PROBLEM TO WORK ON:
Below are the entries; count the lines in them that contain the word "image" and give only the number.

DATA TO USE:
════

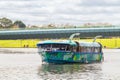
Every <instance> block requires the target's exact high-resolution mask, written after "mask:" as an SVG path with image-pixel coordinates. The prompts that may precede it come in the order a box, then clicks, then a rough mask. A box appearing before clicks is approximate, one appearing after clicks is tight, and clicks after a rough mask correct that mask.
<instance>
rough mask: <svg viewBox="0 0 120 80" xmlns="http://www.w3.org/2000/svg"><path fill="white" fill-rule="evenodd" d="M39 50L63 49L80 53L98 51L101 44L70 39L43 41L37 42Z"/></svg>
mask: <svg viewBox="0 0 120 80" xmlns="http://www.w3.org/2000/svg"><path fill="white" fill-rule="evenodd" d="M37 46H38V48H39V51H62V52H63V51H64V52H80V53H91V52H93V53H100V52H101V51H102V45H101V44H100V43H98V42H76V41H72V42H69V40H68V41H62V42H54V41H44V42H40V43H38V44H37Z"/></svg>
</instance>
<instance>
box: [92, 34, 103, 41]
mask: <svg viewBox="0 0 120 80" xmlns="http://www.w3.org/2000/svg"><path fill="white" fill-rule="evenodd" d="M100 37H103V36H102V35H98V36H96V37H95V38H94V40H93V42H95V41H96V39H97V38H100Z"/></svg>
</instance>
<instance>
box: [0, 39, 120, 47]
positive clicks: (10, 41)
mask: <svg viewBox="0 0 120 80" xmlns="http://www.w3.org/2000/svg"><path fill="white" fill-rule="evenodd" d="M92 40H93V39H80V41H88V42H91V41H92ZM39 41H40V40H38V39H27V40H0V47H2V48H11V47H13V48H15V47H17V48H20V47H31V48H34V47H36V44H37V43H38V42H39ZM77 41H78V40H77ZM96 42H100V43H101V44H102V45H103V47H104V46H106V48H120V38H112V39H97V40H96Z"/></svg>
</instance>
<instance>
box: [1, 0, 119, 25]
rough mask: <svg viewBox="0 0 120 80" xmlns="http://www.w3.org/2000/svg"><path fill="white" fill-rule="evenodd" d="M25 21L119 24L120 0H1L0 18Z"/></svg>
mask: <svg viewBox="0 0 120 80" xmlns="http://www.w3.org/2000/svg"><path fill="white" fill-rule="evenodd" d="M1 17H7V18H9V19H11V20H13V21H15V20H22V21H23V22H24V23H25V24H34V25H39V24H49V23H56V24H65V23H70V24H74V25H79V24H83V23H88V22H92V23H94V22H109V23H112V24H120V0H0V18H1Z"/></svg>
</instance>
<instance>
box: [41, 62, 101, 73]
mask: <svg viewBox="0 0 120 80" xmlns="http://www.w3.org/2000/svg"><path fill="white" fill-rule="evenodd" d="M100 70H101V66H100V63H95V64H42V66H41V67H40V68H39V73H40V72H41V71H43V72H49V73H52V74H62V73H75V72H89V71H100Z"/></svg>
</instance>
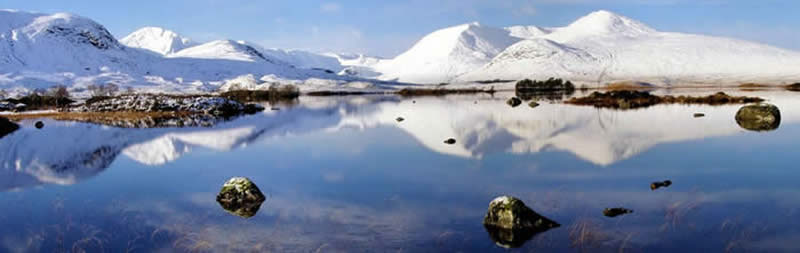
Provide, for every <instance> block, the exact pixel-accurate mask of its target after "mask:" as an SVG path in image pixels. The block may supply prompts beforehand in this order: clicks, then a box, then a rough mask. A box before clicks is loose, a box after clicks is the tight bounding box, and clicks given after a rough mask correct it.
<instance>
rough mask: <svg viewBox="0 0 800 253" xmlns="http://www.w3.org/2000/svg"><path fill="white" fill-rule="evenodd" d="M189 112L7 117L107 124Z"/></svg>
mask: <svg viewBox="0 0 800 253" xmlns="http://www.w3.org/2000/svg"><path fill="white" fill-rule="evenodd" d="M190 114H191V113H187V112H47V113H24V114H11V115H5V117H6V118H8V119H9V120H11V121H17V122H19V121H22V120H29V119H44V118H49V119H54V120H63V121H81V122H107V121H136V120H143V119H159V118H175V117H180V116H187V115H190Z"/></svg>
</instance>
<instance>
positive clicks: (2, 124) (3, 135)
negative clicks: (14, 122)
mask: <svg viewBox="0 0 800 253" xmlns="http://www.w3.org/2000/svg"><path fill="white" fill-rule="evenodd" d="M18 129H19V126H18V125H17V124H14V122H11V121H10V120H8V119H6V118H3V117H0V138H3V137H4V136H6V135H9V134H11V133H13V132H14V131H17V130H18Z"/></svg>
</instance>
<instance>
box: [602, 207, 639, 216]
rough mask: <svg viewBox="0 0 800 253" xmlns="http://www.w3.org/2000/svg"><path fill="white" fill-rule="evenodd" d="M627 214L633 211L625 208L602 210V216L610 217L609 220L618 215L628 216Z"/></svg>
mask: <svg viewBox="0 0 800 253" xmlns="http://www.w3.org/2000/svg"><path fill="white" fill-rule="evenodd" d="M629 213H633V210H630V209H627V208H622V207H617V208H606V209H605V210H603V215H605V216H606V217H611V218H614V217H617V216H620V215H625V214H629Z"/></svg>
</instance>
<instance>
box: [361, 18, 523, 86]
mask: <svg viewBox="0 0 800 253" xmlns="http://www.w3.org/2000/svg"><path fill="white" fill-rule="evenodd" d="M518 41H520V39H519V38H517V37H513V36H511V35H510V33H509V31H507V30H504V29H498V28H491V27H486V26H483V25H480V24H478V23H471V24H464V25H459V26H454V27H450V28H445V29H442V30H439V31H436V32H433V33H431V34H429V35H427V36H425V37H424V38H422V39H421V40H420V41H419V42H417V44H416V45H414V47H412V48H411V49H409V50H408V51H406V52H405V53H403V54H401V55H399V56H397V57H395V58H394V59H391V60H387V61H383V62H380V63H378V64H376V65H375V67H374V69H375V71H376V72H379V73H382V75H381V76H380V78H381V79H384V80H399V81H402V82H412V83H428V84H430V83H439V82H447V81H449V80H450V79H452V78H454V77H456V76H459V75H462V74H464V73H467V72H470V71H472V70H474V69H477V68H480V67H481V66H483V65H484V64H486V63H488V62H489V61H490V60H491V59H492V58H494V57H495V56H496V55H497V54H498V53H500V52H502V51H503V50H504V49H505V48H506V47H508V46H510V45H511V44H514V43H516V42H518Z"/></svg>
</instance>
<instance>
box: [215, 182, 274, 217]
mask: <svg viewBox="0 0 800 253" xmlns="http://www.w3.org/2000/svg"><path fill="white" fill-rule="evenodd" d="M265 200H266V197H264V194H263V193H261V190H259V189H258V186H256V184H254V183H253V182H252V181H250V179H247V178H244V177H234V178H231V179H230V180H228V181H227V182H225V184H224V185H223V186H222V190H220V192H219V194H217V202H218V203H219V204H220V205H221V206H222V208H223V209H225V210H226V211H228V212H230V213H232V214H234V215H236V216H240V217H243V218H250V217H253V216H255V215H256V213H258V209H259V208H261V204H262V203H264V201H265Z"/></svg>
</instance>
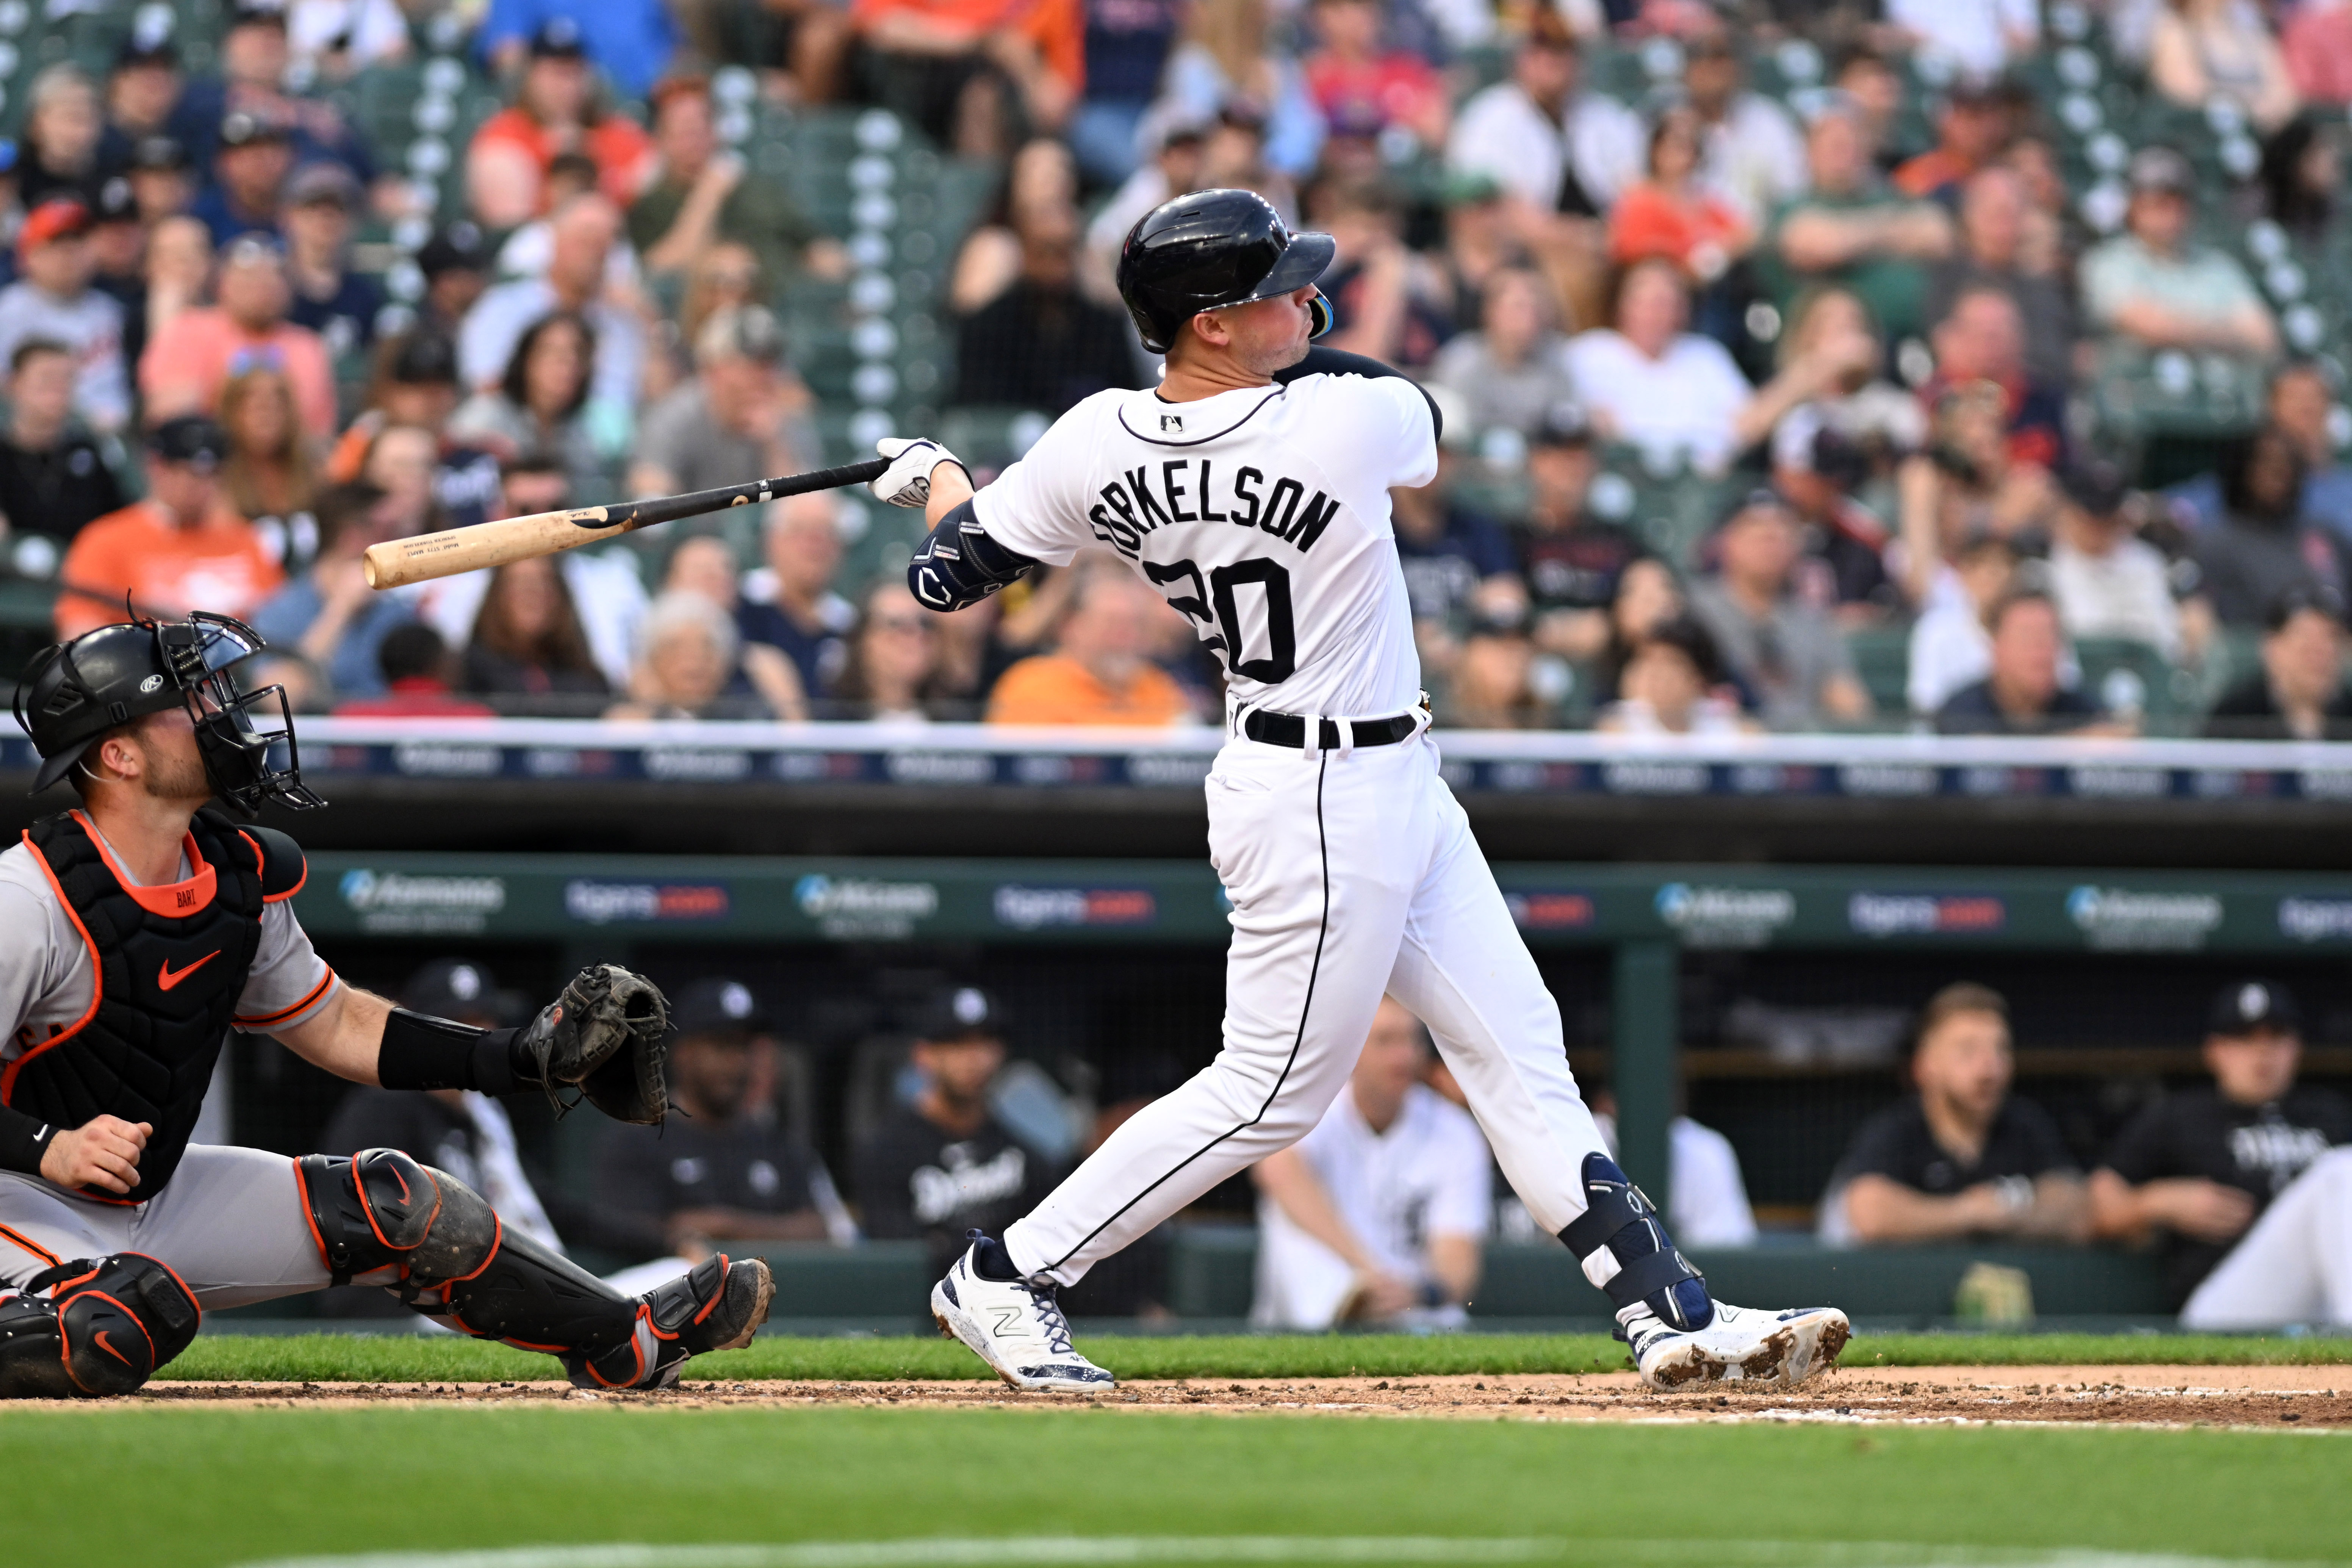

════

RESPONSE BELOW:
2